Input material Start Marker

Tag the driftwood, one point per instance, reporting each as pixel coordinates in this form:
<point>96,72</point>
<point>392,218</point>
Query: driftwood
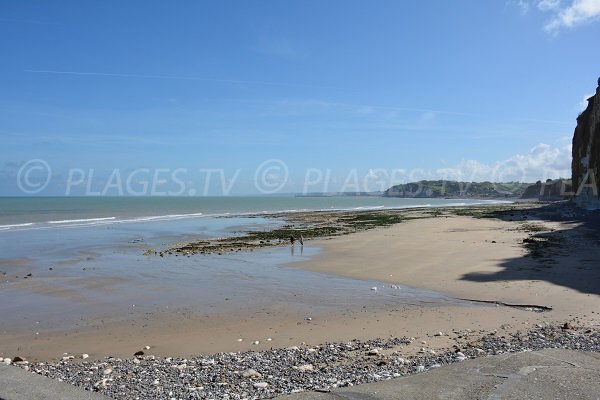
<point>520,306</point>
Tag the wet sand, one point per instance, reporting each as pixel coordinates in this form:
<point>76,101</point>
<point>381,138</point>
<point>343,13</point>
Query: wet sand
<point>461,256</point>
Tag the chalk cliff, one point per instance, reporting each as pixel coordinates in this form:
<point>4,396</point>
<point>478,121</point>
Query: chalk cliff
<point>586,155</point>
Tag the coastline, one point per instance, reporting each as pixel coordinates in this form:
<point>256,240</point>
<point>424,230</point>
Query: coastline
<point>478,253</point>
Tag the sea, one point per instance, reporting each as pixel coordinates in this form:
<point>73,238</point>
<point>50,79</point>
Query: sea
<point>26,213</point>
<point>67,258</point>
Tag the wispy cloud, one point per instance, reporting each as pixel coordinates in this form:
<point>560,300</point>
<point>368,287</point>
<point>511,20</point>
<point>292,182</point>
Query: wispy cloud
<point>279,47</point>
<point>579,12</point>
<point>569,14</point>
<point>541,162</point>
<point>169,77</point>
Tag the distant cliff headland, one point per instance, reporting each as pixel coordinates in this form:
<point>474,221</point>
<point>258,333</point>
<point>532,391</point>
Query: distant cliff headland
<point>454,189</point>
<point>586,155</point>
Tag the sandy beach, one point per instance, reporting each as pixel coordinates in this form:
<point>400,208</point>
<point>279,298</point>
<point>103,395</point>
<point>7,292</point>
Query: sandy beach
<point>460,256</point>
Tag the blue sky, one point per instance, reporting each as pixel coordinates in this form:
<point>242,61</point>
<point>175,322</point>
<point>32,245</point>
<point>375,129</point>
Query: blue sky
<point>385,90</point>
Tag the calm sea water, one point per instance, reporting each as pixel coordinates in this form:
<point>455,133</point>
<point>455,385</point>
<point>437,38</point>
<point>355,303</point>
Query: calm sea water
<point>86,258</point>
<point>26,213</point>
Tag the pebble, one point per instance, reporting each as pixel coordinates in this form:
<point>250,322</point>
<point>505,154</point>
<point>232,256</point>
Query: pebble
<point>305,368</point>
<point>251,373</point>
<point>228,375</point>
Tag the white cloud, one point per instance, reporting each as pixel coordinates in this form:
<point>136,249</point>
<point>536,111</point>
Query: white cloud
<point>548,5</point>
<point>522,5</point>
<point>578,13</point>
<point>571,14</point>
<point>540,163</point>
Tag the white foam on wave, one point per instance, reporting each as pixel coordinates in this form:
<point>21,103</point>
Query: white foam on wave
<point>4,227</point>
<point>78,221</point>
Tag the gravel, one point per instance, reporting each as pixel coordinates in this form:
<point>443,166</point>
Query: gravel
<point>267,374</point>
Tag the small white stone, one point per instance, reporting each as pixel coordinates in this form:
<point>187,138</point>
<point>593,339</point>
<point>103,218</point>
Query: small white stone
<point>101,383</point>
<point>251,373</point>
<point>305,368</point>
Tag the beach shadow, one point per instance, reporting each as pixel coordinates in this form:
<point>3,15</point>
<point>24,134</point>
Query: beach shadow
<point>569,257</point>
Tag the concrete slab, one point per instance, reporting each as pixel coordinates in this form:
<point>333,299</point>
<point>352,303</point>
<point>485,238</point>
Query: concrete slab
<point>546,374</point>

Input material End Marker

#### Assigned task:
Copy the listing word for word, excluding its pictures.

#### Answer space:
Tag the driftwood, one point per instance, reporting each as pixel coordinates in this form:
<point>96,72</point>
<point>392,218</point>
Query: driftwood
<point>520,306</point>
Tag the wet sand, one point per instance, reporting each as pixel coordinates in this form:
<point>76,101</point>
<point>381,138</point>
<point>343,13</point>
Query: wet sand
<point>461,256</point>
Tag the chalk cliff, one point per instance, reporting each as pixel coordinates in this form:
<point>4,396</point>
<point>478,121</point>
Query: chalk cliff
<point>586,155</point>
Tag the coastline, one point per instance, reporting each as pixel coordinates in this form:
<point>256,240</point>
<point>424,230</point>
Query: coastline
<point>478,253</point>
Tag the sea, one point per instance, reporting each as pixel coordinates in this form:
<point>73,238</point>
<point>50,79</point>
Query: sea
<point>26,213</point>
<point>67,258</point>
Tag the wispy cloud, one point per instance, reporting each as pixel coordinates in this form:
<point>560,300</point>
<point>368,287</point>
<point>511,20</point>
<point>292,182</point>
Query: wispy cloud
<point>279,47</point>
<point>579,12</point>
<point>569,14</point>
<point>541,162</point>
<point>169,77</point>
Tag the distant cliff headland, one point per instance, reporting each as pixel coordinates in this form:
<point>474,221</point>
<point>258,333</point>
<point>532,391</point>
Query: distant cliff headland
<point>454,189</point>
<point>586,155</point>
Tag the sandy beach, one point per instance, reporting each as pixel coordinates in this form:
<point>400,208</point>
<point>279,298</point>
<point>103,395</point>
<point>7,292</point>
Query: sandy beach
<point>460,256</point>
Tag the blue sky, one point per instance, reporting each as pixel coordinates in this form:
<point>242,61</point>
<point>175,322</point>
<point>32,245</point>
<point>375,129</point>
Query: blue sky
<point>385,90</point>
Tag the calm sea water, one point per instance, reporting each as pixel coordinates in this form:
<point>455,133</point>
<point>455,385</point>
<point>437,38</point>
<point>355,303</point>
Query: calm sea water
<point>86,258</point>
<point>26,213</point>
Tag the pebble, one point per instance, reporting each as pixel coordinates in this form:
<point>250,322</point>
<point>505,154</point>
<point>232,256</point>
Query: pebble
<point>305,368</point>
<point>251,373</point>
<point>228,375</point>
Tag the white cloud, one point per instance, reporting each as pixel coordinates in this form:
<point>136,249</point>
<point>536,111</point>
Query: white cloud
<point>548,5</point>
<point>522,5</point>
<point>578,13</point>
<point>571,14</point>
<point>540,163</point>
Tag the white foam on wave, one point per instance, reporting each as pixel coordinates in this form:
<point>21,103</point>
Query: white foam on wave
<point>4,227</point>
<point>78,221</point>
Tag the gravel, one point per instance, reporting each as pixel coordinates in this form:
<point>443,166</point>
Query: gravel
<point>267,374</point>
Tag the small white stone, one point per instance, reporting each as pixel coordinates in this form:
<point>187,138</point>
<point>593,339</point>
<point>103,218</point>
Query: small white stone
<point>101,383</point>
<point>251,373</point>
<point>305,368</point>
Tag the beach shadow, one point per instance, reporting each as pixel coordinates in this form:
<point>3,15</point>
<point>24,134</point>
Query: beach shadow
<point>569,257</point>
Tag the concrete slab, one point per instance, reporting each as pixel coordinates in this form:
<point>333,299</point>
<point>352,303</point>
<point>485,238</point>
Query: concrete slab
<point>546,374</point>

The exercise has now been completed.